[[ EXTRACT PROVIDED, beginning ]]

Vancouver man grows NW Bird Rescue and Parrots for Patriots program
VANCOUVER — If you ever have lunch at the Subway off 136th Avenue in Vancouver, you might see a peculiar and amazing site: a man ordering lunch with a large parrot resting on his shoulder.
This man is long-time exoctic bird rescuer, Chris “Birdman” Driggins. The nickname he’s carried for over 20 years.
“I just wanted to share the wealth,” Driggins said. ”From how birds can keep you busy, from teaching them tricks, teaching them how to talk, giving them the right diet … There’s nothing better than a bird, nothing!”
Driggins began rescuing birds in the 1980s, after “just wanting a parrot at first.” Shortly thereafter, he formed Northwest Bird Rescue and began taking in birds from people in the community as well as saving wild birds.
His goal: re-home the birds with people that will be their “forever home,” as he says.
A veteran of the U.S. Airborne himself, Driggins noticed many of those keeping the birds the longest were his fellow veterans.
After taking in two birds from an Oregon vet who had passed away, he had an idea. In that moment, he said he decided to form the Parrots for Patriots branch of his exotic bird rescue organization.

[[ EXTRACT PROVIDED, end ]]
[[ GIVEN DATA, beginning ]]

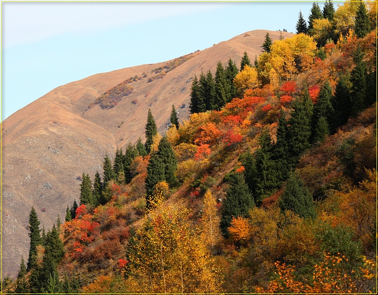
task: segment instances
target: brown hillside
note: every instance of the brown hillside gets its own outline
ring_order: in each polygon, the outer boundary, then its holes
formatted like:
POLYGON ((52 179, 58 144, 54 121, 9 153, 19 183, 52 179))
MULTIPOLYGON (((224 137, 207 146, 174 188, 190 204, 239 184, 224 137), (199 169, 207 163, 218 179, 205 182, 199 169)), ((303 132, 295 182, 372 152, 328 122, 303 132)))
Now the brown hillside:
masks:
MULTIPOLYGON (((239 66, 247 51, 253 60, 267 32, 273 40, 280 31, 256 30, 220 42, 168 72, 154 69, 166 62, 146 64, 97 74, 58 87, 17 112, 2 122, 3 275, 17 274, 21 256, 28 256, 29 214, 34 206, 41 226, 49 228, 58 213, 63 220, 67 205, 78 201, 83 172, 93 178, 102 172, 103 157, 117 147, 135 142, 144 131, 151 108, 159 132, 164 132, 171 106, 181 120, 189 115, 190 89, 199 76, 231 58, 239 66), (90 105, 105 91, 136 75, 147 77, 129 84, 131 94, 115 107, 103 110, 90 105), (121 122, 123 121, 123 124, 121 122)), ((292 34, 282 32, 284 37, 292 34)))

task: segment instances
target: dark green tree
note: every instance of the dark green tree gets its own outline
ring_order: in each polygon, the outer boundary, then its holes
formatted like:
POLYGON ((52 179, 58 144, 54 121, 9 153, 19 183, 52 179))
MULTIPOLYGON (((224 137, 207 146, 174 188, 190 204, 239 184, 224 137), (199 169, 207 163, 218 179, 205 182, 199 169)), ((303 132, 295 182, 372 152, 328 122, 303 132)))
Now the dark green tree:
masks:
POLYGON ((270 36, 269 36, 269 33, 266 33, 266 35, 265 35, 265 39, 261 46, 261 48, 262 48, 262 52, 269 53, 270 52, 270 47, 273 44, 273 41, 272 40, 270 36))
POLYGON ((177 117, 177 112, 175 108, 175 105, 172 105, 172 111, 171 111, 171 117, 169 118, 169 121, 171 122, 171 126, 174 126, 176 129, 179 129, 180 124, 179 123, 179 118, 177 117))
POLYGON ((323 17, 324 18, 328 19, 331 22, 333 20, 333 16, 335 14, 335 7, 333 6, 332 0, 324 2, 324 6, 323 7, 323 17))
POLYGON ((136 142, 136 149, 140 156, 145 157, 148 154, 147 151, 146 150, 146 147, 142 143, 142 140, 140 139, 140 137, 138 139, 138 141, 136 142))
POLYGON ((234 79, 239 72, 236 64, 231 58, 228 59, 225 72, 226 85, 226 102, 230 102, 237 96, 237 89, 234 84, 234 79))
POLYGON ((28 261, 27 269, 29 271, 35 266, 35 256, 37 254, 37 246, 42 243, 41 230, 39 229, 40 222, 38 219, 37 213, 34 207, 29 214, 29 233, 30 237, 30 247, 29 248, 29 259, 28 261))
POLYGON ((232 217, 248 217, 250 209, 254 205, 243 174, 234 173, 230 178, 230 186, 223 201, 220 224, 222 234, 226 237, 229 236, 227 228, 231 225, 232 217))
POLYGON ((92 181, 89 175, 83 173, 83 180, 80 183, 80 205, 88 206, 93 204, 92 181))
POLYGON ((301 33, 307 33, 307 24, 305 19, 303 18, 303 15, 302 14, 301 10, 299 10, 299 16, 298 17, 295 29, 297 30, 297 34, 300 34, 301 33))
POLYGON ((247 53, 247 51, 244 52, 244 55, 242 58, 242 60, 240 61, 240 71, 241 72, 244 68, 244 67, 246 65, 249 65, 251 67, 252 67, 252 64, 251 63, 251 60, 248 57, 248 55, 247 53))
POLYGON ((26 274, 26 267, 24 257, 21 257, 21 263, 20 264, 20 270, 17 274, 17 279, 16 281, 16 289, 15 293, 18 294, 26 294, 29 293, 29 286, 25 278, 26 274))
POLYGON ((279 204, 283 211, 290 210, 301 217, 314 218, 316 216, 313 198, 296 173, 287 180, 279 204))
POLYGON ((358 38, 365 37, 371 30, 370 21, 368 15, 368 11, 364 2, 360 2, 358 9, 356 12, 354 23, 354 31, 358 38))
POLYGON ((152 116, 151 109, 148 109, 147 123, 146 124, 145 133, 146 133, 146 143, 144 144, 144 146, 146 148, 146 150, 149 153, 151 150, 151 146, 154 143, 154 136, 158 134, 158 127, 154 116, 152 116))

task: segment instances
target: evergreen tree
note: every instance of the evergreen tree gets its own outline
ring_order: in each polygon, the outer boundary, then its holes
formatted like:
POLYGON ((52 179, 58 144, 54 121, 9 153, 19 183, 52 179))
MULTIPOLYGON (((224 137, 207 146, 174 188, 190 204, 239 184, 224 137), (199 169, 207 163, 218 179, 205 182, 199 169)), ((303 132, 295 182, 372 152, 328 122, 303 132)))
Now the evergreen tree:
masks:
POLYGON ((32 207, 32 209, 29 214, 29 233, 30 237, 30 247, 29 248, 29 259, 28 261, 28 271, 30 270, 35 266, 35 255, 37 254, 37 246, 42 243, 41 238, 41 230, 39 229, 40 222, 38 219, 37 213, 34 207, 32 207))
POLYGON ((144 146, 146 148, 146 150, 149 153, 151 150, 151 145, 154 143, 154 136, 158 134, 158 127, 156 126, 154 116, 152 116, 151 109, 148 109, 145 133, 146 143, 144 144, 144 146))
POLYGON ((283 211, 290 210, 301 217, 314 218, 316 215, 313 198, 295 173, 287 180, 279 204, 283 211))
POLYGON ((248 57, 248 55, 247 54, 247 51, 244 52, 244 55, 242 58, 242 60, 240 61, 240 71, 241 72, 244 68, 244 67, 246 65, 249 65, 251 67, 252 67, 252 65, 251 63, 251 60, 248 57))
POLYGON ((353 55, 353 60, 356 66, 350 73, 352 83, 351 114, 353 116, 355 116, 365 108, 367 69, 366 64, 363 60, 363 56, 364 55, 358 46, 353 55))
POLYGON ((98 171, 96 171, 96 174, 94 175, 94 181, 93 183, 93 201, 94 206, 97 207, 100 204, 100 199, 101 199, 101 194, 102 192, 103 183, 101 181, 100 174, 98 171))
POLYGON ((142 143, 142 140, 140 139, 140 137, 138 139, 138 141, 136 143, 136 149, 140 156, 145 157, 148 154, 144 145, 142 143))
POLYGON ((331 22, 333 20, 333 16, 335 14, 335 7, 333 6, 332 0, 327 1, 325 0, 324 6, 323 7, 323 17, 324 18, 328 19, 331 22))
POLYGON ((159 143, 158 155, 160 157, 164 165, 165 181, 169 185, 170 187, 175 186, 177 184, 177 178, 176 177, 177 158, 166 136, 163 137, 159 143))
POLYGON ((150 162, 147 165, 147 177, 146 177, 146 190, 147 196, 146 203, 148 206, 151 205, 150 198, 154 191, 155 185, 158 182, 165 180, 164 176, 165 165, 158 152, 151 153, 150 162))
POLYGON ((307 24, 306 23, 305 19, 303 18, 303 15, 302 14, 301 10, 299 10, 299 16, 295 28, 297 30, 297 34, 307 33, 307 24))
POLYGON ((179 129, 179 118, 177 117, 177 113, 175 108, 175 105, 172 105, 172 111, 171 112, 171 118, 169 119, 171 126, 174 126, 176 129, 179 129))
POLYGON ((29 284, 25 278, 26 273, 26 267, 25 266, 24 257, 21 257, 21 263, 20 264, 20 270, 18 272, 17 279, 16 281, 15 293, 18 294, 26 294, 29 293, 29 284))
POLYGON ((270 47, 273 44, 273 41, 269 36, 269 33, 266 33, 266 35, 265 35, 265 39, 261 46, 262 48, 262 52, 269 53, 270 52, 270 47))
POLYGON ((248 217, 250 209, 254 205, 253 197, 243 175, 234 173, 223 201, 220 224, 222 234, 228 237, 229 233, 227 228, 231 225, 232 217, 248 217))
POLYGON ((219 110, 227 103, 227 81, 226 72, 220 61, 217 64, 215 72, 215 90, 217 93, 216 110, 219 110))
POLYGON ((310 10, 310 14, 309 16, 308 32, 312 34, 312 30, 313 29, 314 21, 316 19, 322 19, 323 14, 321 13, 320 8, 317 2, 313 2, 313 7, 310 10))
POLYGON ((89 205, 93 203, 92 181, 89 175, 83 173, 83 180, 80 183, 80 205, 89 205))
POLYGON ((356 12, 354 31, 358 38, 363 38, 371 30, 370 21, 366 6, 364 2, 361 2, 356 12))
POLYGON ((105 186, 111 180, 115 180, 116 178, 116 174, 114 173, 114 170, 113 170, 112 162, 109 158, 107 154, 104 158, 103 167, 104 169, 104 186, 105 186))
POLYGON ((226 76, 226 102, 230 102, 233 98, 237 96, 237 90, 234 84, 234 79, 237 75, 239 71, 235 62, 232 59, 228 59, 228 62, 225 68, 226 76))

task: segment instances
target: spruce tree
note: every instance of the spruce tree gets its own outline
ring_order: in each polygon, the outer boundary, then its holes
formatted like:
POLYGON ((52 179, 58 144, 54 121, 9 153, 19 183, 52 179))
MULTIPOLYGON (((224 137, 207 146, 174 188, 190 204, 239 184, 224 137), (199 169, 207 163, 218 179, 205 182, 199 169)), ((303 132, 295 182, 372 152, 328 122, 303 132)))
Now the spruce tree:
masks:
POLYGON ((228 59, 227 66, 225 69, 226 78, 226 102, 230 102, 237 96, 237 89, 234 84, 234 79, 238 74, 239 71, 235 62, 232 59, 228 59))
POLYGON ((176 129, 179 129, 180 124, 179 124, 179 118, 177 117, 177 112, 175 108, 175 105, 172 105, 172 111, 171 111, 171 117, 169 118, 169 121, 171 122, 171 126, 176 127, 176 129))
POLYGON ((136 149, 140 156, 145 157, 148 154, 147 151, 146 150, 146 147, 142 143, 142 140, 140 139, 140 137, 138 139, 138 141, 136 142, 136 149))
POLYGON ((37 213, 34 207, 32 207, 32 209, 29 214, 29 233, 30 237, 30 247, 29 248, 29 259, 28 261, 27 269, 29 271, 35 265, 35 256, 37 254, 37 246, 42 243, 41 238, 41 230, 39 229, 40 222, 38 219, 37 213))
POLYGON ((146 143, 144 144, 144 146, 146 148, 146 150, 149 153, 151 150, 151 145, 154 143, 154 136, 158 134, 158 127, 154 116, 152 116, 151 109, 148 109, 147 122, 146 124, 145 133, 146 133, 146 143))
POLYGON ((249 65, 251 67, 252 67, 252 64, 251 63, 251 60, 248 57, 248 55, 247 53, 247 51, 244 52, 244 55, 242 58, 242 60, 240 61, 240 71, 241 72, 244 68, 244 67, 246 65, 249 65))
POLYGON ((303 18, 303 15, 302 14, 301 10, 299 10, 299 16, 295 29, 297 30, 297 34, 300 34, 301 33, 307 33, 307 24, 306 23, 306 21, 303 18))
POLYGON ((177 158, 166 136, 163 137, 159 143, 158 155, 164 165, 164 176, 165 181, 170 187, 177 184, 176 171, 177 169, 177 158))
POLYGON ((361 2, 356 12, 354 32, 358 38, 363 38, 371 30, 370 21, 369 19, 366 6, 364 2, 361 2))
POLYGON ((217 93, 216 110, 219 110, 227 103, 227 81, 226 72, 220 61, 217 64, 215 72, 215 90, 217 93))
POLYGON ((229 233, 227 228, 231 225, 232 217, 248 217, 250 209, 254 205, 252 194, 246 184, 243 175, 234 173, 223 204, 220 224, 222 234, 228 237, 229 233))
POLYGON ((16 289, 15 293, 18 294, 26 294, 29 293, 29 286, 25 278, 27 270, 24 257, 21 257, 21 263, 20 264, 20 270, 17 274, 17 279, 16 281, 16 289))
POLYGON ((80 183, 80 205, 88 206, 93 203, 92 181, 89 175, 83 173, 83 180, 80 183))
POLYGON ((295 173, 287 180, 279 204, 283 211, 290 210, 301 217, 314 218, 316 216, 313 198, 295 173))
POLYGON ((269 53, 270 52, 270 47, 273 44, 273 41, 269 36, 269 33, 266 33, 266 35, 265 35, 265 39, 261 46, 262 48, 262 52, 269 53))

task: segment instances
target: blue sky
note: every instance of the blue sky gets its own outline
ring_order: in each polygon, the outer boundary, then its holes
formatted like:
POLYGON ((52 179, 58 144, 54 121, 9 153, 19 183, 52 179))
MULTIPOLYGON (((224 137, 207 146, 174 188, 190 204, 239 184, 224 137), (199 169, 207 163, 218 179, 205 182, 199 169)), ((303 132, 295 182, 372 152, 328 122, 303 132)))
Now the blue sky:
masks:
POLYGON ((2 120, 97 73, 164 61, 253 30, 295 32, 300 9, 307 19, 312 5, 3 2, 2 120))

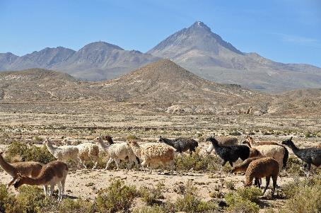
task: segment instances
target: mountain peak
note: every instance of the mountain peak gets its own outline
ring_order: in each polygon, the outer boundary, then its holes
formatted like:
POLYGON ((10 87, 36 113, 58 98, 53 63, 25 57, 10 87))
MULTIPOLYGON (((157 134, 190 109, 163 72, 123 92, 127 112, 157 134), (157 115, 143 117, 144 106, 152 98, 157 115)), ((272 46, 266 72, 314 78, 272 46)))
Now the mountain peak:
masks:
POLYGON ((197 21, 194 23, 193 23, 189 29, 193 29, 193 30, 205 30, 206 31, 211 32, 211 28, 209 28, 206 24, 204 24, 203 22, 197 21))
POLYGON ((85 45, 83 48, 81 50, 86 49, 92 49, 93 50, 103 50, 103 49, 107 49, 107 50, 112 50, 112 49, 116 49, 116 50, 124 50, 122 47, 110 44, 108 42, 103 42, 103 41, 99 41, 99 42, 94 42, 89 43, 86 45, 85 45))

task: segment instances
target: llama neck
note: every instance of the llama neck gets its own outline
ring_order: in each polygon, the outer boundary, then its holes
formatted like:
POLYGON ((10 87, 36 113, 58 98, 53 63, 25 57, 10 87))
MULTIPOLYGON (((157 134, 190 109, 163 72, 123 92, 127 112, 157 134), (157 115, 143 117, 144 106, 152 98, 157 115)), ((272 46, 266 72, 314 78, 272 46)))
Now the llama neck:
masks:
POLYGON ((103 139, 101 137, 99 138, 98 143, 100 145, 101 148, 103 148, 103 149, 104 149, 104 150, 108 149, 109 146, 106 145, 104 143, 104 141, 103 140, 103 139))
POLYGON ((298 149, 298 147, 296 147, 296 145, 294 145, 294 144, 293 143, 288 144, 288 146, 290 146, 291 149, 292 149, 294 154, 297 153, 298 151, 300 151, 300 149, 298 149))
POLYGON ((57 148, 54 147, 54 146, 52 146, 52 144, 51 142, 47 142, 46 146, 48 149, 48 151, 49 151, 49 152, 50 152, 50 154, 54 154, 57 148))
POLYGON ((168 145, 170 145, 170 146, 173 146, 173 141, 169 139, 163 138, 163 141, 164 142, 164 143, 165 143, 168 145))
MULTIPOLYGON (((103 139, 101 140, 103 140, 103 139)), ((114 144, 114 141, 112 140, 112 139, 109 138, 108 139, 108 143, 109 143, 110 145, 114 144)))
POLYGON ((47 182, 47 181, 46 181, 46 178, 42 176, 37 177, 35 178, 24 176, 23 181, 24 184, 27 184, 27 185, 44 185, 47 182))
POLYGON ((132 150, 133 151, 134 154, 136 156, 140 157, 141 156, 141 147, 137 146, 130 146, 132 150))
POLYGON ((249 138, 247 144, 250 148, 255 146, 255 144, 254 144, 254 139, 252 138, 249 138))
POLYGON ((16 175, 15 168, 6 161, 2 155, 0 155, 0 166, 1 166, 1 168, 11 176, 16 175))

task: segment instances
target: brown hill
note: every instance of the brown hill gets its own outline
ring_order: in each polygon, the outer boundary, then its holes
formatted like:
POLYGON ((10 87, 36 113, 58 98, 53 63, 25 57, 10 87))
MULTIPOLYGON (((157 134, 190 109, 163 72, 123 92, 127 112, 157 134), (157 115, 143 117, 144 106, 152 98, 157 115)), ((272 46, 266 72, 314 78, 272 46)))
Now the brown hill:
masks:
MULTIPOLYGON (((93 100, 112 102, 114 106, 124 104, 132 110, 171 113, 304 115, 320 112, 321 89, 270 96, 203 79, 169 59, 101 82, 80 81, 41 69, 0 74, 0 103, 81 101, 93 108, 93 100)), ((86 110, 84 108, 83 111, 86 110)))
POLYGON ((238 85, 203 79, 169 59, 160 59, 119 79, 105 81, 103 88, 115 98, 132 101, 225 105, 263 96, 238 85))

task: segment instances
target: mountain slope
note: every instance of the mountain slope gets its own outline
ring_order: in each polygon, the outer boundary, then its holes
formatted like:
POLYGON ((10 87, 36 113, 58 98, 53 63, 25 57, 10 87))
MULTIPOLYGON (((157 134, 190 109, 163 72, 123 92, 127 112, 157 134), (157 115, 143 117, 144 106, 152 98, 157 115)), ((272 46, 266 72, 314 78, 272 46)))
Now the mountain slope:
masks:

[[ GIVEN DATA, end ]]

**WORK REQUEST**: Can you quote the article on Vancouver's bird rescuer in full, word for word?

**RESULT BELOW**:
Vancouver man grows NW Bird Rescue and Parrots for Patriots program
VANCOUVER — If you ever have lunch at the Subway off 136th Avenue in Vancouver, you might see a peculiar and amazing site: a man ordering lunch with a large parrot resting on his shoulder.
This man is long-time exoctic bird rescuer, Chris “Birdman” Driggins. The nickname he’s carried for over 20 years.
“I just wanted to share the wealth,” Driggins said. ”From how birds can keep you busy, from teaching them tricks, teaching them how to talk, giving them the right diet … There’s nothing better than a bird, nothing!”
Driggins began rescuing birds in the 1980s, after “just wanting a parrot at first.” Shortly thereafter, he formed Northwest Bird Rescue and began taking in birds from people in the community as well as saving wild birds.
His goal: re-home the birds with people that will be their “forever home,” as he says.
A veteran of the U.S. Airborne himself, Driggins noticed many of those keeping the birds the longest were his fellow veterans.
After taking in two birds from an Oregon vet who had passed away, he had an idea. In that moment, he said he decided to form the Parrots for Patriots branch of his exotic bird rescue organization.